TESTO FORNITO —
CUBA E IL CHE
LA RIVOLUZIONE
E UN MAUSOLEO
MISTICO

Si dice che a volte un'immagine valga più di tante parole. Beh, questa invece è la volta che sei costretto ad accontentarti delle parole, che spero non siano troppe. Perché ti devo in qualche modo descrivere un posto nel quale, salvo rare eccezioni, non si possono scattare fotografie, regola che sembra incredibile nell'era dello smartphone. Però si può capire: qui c’è di mezzo una questione di rispetto verso un eroe della patria e anche di salvaguardia della quiete mistica di un luogo che a me quando sono entrato, nel silenzio assoluto come raccomandato dai suoi custodi all’ingresso, ha ricordato molto la basilica Inferiore di San Francesco d’Assisi prima del terremoto. Prima cioè della sua trasformazione, secondo me troppo radicale, soprattutto troppo luminosa. Tutta quella luce ha guastato l’atmosfera. Ora è vero che gli affreschi di Giotto e Cimabue si vedono meglio, però ci siamo persi qualcosa: lo spirito e la spiritualità del luogo.

DATI FORNITI —
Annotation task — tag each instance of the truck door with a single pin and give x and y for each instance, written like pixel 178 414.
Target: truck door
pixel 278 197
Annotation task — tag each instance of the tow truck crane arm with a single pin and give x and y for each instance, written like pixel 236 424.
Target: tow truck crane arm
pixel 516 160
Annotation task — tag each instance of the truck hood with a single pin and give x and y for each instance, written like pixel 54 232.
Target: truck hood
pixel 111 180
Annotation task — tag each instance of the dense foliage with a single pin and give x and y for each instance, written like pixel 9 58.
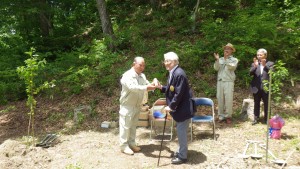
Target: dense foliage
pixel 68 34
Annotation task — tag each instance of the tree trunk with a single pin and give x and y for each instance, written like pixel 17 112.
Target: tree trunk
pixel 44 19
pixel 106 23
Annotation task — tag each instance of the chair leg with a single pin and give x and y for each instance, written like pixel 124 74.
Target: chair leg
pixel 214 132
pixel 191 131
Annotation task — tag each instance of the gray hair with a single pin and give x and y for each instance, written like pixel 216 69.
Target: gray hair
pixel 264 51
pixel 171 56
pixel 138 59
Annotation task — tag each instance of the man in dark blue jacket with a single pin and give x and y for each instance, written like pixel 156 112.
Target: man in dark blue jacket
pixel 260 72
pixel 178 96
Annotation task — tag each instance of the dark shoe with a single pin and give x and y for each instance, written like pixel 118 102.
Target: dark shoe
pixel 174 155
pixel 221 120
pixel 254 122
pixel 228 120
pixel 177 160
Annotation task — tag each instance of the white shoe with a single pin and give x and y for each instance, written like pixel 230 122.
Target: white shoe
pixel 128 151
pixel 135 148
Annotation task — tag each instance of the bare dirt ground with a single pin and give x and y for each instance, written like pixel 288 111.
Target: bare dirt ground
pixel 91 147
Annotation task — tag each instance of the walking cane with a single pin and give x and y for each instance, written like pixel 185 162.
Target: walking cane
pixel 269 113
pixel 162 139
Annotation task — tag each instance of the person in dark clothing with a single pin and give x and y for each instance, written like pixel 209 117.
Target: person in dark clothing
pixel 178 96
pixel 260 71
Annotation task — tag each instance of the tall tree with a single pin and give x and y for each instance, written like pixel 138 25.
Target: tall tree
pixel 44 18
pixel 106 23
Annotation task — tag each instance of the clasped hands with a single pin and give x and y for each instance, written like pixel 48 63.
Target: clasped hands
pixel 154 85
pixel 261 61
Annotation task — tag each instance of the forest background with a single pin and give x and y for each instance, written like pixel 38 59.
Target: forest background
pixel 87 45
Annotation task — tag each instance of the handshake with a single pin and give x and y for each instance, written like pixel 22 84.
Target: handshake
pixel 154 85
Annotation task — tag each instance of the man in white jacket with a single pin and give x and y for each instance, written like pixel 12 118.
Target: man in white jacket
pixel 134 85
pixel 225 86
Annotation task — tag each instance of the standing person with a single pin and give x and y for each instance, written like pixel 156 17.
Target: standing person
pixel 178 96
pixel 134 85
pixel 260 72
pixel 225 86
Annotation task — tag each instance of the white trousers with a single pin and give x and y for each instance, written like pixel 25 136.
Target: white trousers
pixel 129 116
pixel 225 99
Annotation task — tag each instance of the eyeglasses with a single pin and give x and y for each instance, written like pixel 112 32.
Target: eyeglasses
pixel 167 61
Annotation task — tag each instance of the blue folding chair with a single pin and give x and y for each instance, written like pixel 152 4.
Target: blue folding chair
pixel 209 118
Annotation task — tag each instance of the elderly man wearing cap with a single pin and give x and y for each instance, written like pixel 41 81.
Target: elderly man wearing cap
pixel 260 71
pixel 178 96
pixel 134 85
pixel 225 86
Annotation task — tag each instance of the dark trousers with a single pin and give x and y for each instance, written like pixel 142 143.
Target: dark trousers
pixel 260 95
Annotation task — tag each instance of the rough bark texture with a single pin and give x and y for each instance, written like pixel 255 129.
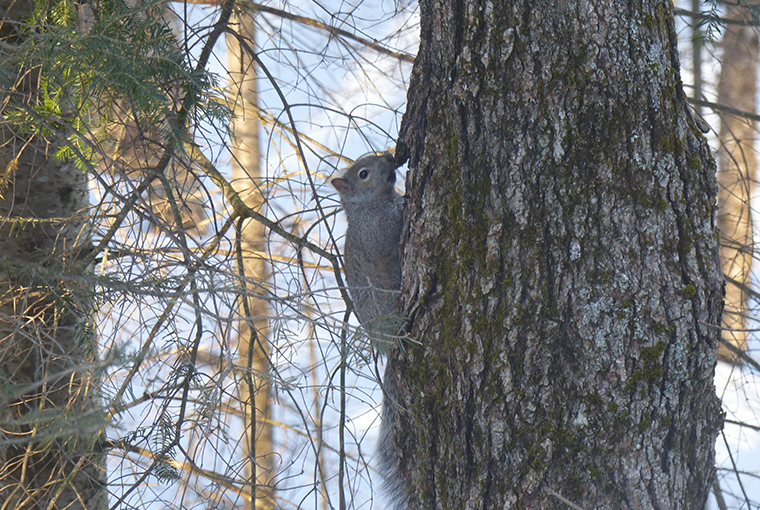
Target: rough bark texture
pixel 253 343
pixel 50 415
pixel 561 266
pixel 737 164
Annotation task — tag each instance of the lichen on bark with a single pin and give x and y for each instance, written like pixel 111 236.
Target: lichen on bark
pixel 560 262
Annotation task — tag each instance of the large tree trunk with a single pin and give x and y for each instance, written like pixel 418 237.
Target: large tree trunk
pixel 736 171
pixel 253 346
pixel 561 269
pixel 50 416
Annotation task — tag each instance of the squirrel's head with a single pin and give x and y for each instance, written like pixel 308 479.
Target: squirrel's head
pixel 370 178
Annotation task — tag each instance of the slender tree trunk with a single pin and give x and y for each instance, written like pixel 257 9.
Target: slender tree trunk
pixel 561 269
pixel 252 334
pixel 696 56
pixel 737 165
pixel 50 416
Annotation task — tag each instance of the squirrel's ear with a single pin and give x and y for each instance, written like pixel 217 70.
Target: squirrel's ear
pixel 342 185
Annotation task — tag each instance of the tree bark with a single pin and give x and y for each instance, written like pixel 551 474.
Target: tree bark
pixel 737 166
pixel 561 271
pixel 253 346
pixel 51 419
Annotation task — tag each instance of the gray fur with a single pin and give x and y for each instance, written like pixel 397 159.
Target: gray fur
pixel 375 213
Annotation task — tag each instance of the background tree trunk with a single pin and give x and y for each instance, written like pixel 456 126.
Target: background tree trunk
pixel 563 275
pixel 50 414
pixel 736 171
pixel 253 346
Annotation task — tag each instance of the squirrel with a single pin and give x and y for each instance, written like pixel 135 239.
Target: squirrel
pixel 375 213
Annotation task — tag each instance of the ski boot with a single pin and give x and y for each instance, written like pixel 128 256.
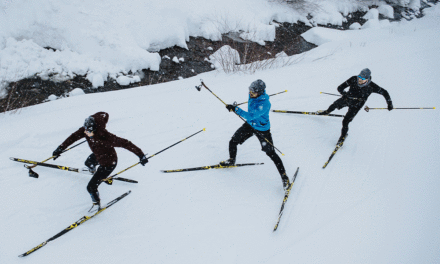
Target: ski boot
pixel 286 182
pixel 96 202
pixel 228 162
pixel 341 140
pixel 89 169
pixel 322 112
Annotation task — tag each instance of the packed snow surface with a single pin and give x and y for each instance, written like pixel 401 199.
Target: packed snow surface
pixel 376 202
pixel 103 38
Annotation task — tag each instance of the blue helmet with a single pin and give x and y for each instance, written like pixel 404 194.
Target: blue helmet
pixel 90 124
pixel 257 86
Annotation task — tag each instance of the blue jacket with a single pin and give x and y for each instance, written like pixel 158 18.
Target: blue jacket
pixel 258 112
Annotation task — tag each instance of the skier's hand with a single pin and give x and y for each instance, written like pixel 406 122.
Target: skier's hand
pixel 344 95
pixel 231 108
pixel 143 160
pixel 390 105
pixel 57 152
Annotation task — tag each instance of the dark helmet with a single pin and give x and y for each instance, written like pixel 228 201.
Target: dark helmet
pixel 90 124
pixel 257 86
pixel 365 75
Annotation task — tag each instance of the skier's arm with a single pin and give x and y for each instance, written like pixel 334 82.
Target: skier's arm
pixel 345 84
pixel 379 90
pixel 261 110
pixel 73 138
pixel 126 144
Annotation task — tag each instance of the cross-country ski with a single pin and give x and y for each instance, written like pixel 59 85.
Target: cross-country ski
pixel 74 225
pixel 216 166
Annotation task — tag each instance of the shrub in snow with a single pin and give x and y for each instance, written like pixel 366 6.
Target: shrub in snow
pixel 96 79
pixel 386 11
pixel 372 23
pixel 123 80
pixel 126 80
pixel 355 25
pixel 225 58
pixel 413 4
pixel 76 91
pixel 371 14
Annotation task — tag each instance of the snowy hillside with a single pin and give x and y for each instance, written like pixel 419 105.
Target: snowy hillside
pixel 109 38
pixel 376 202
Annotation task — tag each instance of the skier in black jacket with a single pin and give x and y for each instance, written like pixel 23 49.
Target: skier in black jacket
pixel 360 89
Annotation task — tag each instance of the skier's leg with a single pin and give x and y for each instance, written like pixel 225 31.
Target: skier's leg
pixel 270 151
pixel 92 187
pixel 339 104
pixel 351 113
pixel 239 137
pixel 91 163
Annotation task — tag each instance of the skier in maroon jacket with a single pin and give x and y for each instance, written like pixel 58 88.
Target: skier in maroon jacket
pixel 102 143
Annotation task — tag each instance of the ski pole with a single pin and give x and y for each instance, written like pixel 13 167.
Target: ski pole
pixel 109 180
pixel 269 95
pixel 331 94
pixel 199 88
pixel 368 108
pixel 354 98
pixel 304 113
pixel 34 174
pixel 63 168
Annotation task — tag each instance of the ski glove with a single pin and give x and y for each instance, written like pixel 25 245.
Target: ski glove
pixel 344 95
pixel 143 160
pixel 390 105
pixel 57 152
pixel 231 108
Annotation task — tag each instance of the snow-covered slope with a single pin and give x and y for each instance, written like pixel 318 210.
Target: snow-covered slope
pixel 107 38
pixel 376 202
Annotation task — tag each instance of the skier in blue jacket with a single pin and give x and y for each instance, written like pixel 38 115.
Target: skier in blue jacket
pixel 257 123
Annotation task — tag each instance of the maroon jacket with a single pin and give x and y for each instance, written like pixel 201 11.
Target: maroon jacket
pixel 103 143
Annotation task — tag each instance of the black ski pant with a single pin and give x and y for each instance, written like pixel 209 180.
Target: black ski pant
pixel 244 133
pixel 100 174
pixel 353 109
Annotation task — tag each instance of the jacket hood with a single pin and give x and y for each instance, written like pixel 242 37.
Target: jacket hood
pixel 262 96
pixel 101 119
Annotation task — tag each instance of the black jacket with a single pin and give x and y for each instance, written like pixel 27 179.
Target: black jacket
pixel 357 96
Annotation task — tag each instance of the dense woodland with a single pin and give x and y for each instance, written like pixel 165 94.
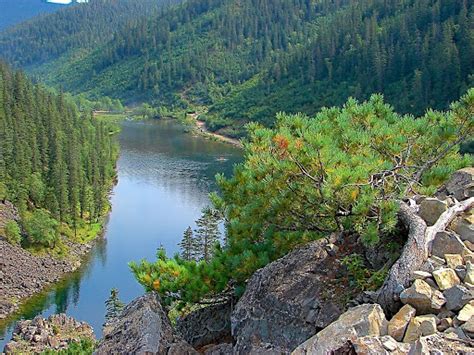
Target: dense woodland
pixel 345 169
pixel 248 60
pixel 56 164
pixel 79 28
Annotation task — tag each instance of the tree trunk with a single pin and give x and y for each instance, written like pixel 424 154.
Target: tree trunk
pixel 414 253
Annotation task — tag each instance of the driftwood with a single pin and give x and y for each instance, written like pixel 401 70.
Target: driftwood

COSE DA FARE —
(A) Indica se ciascuna affermazione concorda con il testo su Cuba e il Che, rispondendo sì o no e citando le parole decisive del testo: (i) nel luogo descritto, salvo rare eccezioni, è vietato scattare fotografie; (ii) all'ingresso i custodi raccomandano il silenzio assoluto; (iii) dopo la trasformazione della basilica gli affreschi di Giotto e Cimabue si vedono peggio.
(B) Rinomina "single pin" in "single marker" nelle righe dei dati comprese tra quella che contiene "Annotation task — tag each instance of the skier's leg" e quella che contiene "pixel 257 123", entrambe incluse, lasciando invariato tutto il resto, e restituisci soltanto queste righe.

COMPITI RISOLTI —
(A)
(i) Sì: "salvo rare eccezioni, non si possono scattare fotografie".
(ii) Sì: "nel silenzio assoluto come raccomandato dai suoi custodi all’ingresso".
(iii) No: "Ora è vero che gli affreschi di Giotto e Cimabue si vedono meglio".

(B)
Annotation task — tag each instance of the skier's leg with a single marker and give x and y for each instance, written like pixel 225 31.
Target: skier's leg
pixel 270 151
pixel 92 187
pixel 339 104
pixel 351 113
pixel 239 137
pixel 91 163
Annotation task — tag each instance of the skier in maroon jacket with a single marker and give x and y for each instance, written like pixel 58 88.
Target: skier in maroon jacket
pixel 102 143
Annotation task — tag each instance of the ski pole with a single marker and give x and y for each instance, written like pixel 13 167.
Target: ski pole
pixel 109 180
pixel 269 95
pixel 331 94
pixel 199 88
pixel 368 108
pixel 354 98
pixel 304 113
pixel 34 174
pixel 63 168
Annotation task — tag each instance of the ski glove with a single marker and give x and y for each instance, written like pixel 25 245.
Target: ski glove
pixel 344 95
pixel 143 160
pixel 390 105
pixel 57 152
pixel 231 108
Annotation task — tag each instance of the snow-covered slope with a single marker and give x and y for each instance, written like pixel 318 210.
Target: snow-covered slope
pixel 107 38
pixel 376 202
Annotation task — tag each instance of the skier in blue jacket with a single marker and give x and y for each instance, written like pixel 38 115.
Target: skier in blue jacket
pixel 257 123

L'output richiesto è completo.